Dating back to 1922, it’s named after the nursery in New Jersey that found it, not the elite school. It was only later that experts realized it wasn’t getting sick, so it was one of those lucky breaks that just comes along in life. Since it can grow 5 feet a year when young, it won’t be long before you have a decent specimen – so what are you waiting for?
Thunderhead Japanese Pine – (Pinus thunbergii ‘Thunderhead’)
Nothing can give an Asian-garden look to your garden with more speed and style than a pine tree. It takes a big garden to grow one, though, which is why my final pick of new plants for your garden is the fabulous Thunderhead Japanese Pine. A dwarf form of the Japanese pine, but not so dwarf that it won’t become 5 feet tall and in time approach 10 feet – much more manageable than the typical 30 to 50 feet of most pines. It has at least an equal spread, with the lower branches sprawling out across the ground.
Full of character and charm, the branches are thickly-clad in long, stiff needles, and in spring the silvery ‘candles’ of new growth are fabulous. Planted on a slope or bank; trimmed up into a giant bonsai style; nestled in the angle between two walls; lots of opportunities to place this great specimen as a focal point in all kinds of gardens, but especially if your approach leans towards Japanese and Asian.

◆ ◆ ◆ ◆

Copy the garden plant text in full, word for word.

_DATA LINES_

◆ ◆ ◆ ◆

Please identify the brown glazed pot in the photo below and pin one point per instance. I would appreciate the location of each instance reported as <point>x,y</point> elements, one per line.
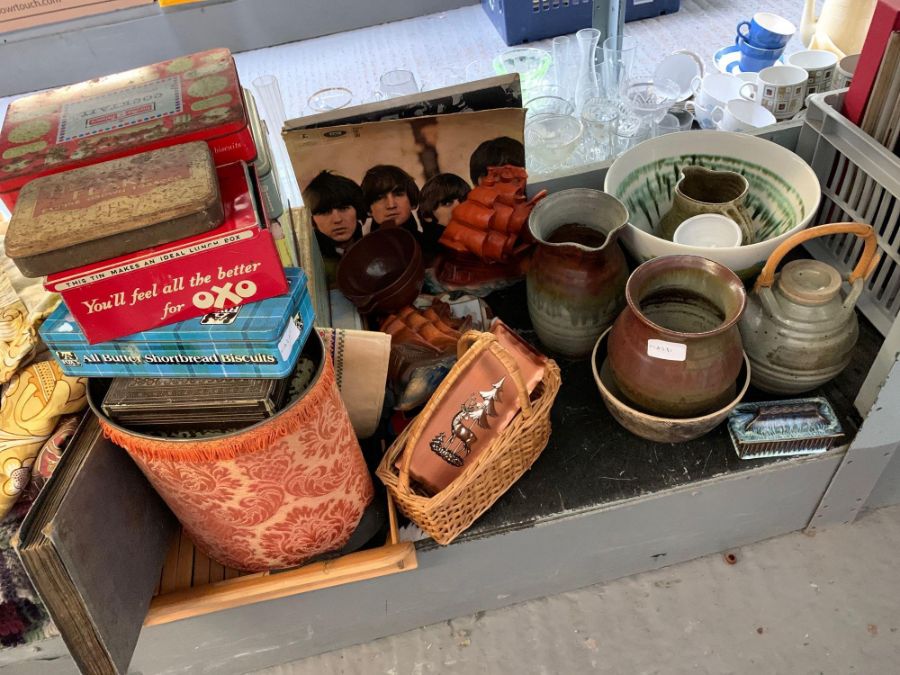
<point>675,350</point>
<point>576,282</point>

◆ ◆ ◆ ◆

_SOLVED EXERCISE_
Dating back to 1922, it’s named after the nursery in New Jersey that found it, not the elite school. It was only later that experts realized it wasn’t getting sick, so it was one of those lucky breaks that just comes along in life. Since it can grow 5 feet a year when young, it won’t be long before you have a decent specimen – so what are you waiting for?
Thunderhead Japanese Pine – (Pinus thunbergii ‘Thunderhead’)
Nothing can give an Asian-garden look to your garden with more speed and style than a pine tree. It takes a big garden to grow one, though, which is why my final pick of new plants for your garden is the fabulous Thunderhead Japanese Pine. A dwarf form of the Japanese pine, but not so dwarf that it won’t become 5 feet tall and in time approach 10 feet – much more manageable than the typical 30 to 50 feet of most pines. It has at least an equal spread, with the lower branches sprawling out across the ground.
Full of character and charm, the branches are thickly-clad in long, stiff needles, and in spring the silvery ‘candles’ of new growth are fabulous. Planted on a slope or bank; trimmed up into a giant bonsai style; nestled in the angle between two walls; lots of opportunities to place this great specimen as a focal point in all kinds of gardens, but especially if your approach leans towards Japanese and Asian.